Among the lines below, which ones contain the word "green"? Copy every such line.
** Records supplied follows **
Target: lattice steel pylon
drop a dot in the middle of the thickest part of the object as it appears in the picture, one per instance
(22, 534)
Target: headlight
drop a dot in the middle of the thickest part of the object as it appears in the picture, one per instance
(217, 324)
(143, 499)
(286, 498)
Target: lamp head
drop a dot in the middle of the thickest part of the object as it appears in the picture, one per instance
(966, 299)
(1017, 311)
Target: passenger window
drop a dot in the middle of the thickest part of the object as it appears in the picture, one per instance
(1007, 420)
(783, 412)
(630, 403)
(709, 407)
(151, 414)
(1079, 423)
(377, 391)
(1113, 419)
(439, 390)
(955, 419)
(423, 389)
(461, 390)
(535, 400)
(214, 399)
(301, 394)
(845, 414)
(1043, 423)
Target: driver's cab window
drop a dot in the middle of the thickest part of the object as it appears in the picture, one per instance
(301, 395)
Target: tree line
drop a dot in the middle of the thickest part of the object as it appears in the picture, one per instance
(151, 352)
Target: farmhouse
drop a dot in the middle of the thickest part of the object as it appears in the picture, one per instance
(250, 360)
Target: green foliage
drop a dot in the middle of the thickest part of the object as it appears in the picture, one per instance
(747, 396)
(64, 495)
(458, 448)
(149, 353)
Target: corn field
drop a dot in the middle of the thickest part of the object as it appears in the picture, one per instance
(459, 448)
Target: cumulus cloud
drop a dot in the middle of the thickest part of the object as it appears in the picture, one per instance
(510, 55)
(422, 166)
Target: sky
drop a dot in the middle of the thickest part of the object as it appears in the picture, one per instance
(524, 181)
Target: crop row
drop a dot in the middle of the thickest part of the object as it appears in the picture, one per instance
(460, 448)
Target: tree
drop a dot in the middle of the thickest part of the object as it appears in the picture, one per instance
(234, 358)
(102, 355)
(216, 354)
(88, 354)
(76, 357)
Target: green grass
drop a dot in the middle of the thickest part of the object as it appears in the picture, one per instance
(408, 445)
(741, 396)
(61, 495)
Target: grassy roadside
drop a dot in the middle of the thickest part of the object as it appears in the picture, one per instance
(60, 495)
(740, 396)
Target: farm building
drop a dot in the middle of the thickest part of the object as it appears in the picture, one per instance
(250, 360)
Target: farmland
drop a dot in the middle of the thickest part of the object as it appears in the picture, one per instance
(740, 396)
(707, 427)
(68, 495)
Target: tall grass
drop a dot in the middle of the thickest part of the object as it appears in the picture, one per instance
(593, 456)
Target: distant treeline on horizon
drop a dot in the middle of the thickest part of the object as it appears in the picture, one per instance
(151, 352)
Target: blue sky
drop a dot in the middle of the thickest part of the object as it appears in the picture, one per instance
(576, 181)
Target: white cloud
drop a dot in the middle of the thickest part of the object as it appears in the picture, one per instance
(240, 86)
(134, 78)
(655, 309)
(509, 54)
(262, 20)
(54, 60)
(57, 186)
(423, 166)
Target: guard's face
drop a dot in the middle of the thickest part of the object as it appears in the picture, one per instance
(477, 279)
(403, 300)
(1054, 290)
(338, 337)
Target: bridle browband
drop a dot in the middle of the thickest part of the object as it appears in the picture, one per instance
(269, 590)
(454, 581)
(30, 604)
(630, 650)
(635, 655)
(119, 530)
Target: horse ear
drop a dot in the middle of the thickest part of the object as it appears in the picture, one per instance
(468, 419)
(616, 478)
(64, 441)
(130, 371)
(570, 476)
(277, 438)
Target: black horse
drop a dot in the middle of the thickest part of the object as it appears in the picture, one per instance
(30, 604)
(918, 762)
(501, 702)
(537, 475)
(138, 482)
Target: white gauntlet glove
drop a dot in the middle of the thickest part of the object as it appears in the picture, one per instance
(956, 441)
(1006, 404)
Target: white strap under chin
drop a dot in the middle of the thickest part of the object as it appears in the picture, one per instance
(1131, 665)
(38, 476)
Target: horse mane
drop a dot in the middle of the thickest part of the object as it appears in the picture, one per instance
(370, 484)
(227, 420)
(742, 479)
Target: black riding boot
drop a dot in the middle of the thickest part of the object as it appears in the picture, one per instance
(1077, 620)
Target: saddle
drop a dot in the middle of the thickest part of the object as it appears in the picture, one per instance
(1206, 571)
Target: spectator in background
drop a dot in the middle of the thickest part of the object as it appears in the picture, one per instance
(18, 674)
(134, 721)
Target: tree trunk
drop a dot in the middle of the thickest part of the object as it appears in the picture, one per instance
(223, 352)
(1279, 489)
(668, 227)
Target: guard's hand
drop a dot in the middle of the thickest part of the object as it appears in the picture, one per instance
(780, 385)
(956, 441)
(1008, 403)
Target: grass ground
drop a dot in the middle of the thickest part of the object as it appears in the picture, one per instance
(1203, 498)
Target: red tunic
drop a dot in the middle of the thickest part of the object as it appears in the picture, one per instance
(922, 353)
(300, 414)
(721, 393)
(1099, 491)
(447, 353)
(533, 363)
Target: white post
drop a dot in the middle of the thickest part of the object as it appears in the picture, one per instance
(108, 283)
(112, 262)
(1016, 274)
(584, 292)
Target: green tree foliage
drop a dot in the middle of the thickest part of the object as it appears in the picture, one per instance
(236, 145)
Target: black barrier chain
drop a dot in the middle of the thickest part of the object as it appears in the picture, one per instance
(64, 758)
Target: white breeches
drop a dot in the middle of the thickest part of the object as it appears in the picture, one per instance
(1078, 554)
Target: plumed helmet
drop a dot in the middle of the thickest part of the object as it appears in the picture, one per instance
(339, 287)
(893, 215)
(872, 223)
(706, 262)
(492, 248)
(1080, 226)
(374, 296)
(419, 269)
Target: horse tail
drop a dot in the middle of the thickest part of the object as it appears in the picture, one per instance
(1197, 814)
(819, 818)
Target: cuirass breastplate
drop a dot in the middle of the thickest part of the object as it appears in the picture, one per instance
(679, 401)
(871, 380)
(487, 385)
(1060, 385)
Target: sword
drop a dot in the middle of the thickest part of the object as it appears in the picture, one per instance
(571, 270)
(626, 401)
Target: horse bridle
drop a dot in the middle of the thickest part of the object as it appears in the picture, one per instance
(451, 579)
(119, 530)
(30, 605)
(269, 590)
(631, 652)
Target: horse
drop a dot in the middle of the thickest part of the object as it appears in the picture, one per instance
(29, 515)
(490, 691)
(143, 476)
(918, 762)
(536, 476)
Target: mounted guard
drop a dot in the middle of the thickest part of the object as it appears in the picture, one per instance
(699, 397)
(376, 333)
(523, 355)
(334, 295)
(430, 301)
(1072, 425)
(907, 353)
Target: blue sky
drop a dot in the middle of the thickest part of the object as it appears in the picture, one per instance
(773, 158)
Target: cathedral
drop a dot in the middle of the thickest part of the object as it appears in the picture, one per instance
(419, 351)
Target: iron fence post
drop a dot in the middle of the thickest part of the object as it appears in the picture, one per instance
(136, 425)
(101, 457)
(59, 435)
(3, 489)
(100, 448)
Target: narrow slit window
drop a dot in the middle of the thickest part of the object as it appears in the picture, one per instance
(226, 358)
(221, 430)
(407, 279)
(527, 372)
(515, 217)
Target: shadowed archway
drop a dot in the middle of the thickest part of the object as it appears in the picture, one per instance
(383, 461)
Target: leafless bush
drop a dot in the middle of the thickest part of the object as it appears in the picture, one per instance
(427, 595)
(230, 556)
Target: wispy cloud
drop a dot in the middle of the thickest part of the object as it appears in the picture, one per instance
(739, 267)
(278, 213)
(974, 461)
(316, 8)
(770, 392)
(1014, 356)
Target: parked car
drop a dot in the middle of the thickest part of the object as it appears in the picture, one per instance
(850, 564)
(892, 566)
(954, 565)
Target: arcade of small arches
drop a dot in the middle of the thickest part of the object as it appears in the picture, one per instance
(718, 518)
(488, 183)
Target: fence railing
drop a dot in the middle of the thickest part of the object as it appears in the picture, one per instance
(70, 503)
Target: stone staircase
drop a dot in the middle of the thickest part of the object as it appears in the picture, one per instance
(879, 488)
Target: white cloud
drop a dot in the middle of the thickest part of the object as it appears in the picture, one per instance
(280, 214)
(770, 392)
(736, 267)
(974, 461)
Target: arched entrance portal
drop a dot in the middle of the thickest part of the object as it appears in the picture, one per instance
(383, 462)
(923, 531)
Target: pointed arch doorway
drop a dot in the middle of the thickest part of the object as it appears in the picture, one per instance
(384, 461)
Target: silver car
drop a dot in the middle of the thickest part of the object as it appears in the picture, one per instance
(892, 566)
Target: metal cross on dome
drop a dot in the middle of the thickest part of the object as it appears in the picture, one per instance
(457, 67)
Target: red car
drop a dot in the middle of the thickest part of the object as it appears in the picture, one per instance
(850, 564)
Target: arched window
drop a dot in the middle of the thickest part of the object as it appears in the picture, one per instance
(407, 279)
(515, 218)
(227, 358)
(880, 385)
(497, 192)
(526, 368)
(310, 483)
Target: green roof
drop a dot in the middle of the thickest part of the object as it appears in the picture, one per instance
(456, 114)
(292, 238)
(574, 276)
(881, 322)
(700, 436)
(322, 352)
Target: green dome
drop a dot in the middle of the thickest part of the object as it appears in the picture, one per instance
** End of Records supplied **
Solved problem:
Target: green foliage
Target: green grass
Target: green tree foliage
Target: green roof
Target: green dome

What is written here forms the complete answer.